* BEGIN Excerpt provided *

Liberal Democrats for Electoral Reform have a new President – Wendy Chamberlain, our MP for North East Fife.
Since entering Parliament in 2019, Wendy has made her mark as an articulate, vivid advocate of electoral reform. Through most of 2020, as our Political and Constitutional Reform front bench spokesperson, she led the campaign both inside and outside Parliament. Last June, she initiated an adjournment debate on the need for reform. In August, she urged party members to join a Make Votes Matter (MVM) nationwide ‘virtual’ Action Day, which saw hundreds of Liberal Democrats get involved.
A strong believer in linking reform to improving peoples’ everyday lives, also last June, Wendy spoke alongside Klina Jordan of MVM at a Green Liberal Democrats’ conference session on Electoral Reform and the Environment. In September, she led LDER’s virtual fringe meeting, along with the Electoral Reform Society, Make Votes Matter and Unite to Reform.

* END Excerpt provided *
* BEGIN Raw data *

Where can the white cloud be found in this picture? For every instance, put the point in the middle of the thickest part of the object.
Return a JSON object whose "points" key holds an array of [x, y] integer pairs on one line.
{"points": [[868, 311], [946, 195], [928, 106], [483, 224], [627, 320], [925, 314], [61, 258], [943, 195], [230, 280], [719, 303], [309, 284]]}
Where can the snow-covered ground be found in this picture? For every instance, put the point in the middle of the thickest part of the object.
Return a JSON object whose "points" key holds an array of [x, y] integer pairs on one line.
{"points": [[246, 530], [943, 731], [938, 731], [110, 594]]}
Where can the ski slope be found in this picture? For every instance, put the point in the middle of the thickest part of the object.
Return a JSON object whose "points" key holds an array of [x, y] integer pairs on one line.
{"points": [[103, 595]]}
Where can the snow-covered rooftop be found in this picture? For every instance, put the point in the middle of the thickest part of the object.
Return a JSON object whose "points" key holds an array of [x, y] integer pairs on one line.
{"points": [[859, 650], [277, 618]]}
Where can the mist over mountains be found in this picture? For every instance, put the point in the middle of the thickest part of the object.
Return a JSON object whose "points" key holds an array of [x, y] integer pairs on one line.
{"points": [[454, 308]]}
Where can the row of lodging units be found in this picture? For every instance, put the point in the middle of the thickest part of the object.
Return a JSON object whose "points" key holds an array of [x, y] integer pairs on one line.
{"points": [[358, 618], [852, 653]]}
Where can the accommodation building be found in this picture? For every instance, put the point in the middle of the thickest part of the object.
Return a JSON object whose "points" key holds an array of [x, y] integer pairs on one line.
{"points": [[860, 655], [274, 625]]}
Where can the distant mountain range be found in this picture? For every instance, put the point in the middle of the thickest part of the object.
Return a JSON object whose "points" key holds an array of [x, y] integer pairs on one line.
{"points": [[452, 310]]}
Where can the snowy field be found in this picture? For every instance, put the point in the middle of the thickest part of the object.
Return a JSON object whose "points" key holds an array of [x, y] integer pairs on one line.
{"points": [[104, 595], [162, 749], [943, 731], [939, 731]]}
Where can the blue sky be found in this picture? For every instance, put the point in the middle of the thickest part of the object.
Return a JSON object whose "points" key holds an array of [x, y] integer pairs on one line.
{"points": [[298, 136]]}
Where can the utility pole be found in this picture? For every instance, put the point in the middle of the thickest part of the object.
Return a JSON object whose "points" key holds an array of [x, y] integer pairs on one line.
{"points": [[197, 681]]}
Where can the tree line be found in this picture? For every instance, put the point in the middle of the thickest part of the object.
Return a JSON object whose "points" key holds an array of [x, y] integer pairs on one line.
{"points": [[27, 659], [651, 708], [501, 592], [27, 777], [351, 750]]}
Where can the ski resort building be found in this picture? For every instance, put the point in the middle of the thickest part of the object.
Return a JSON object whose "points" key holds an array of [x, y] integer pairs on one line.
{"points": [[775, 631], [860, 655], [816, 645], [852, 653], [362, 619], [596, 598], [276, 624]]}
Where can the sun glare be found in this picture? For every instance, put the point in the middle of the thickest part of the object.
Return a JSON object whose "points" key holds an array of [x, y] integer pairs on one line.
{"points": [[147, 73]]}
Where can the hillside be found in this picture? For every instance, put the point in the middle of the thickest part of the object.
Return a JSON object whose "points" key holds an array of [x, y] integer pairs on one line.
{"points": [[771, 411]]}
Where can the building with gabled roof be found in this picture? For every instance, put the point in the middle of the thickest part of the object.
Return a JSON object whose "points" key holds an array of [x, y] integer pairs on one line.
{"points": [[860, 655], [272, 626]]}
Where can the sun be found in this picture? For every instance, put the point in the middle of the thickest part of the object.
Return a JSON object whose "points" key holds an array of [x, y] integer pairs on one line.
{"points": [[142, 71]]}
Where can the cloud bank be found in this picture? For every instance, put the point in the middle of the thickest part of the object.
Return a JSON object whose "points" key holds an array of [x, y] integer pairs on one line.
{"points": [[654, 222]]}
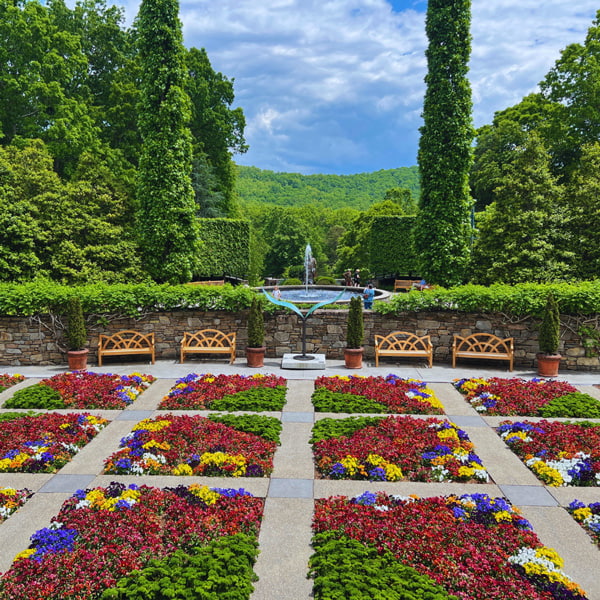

* END Raw data *

* [Written exercise 1] According to the article on Wendy Chamberlain, which constituency does she represent as an MP?
* [Written exercise 2] Name every organization that the article on Wendy Chamberlain says joined her at LDER's virtual fringe meeting in September.
* [Written exercise 3] Using the article on Wendy Chamberlain, explain what led her to speak at the Green Liberal Democrats' conference session on Electoral Reform and the Environment.
The data has no connection to the article on Wendy Chamberlain.

* [Complete answer 1] North East Fife.

* [Complete answer 2] The Electoral Reform Society, Make Votes Matter and Unite to Reform.

* [Complete answer 3] The article presents her as a strong believer in linking reform to improving people's everyday lives. In line with that conviction, she spoke at the session last June alongside Klina Jordan of Make Votes Matter.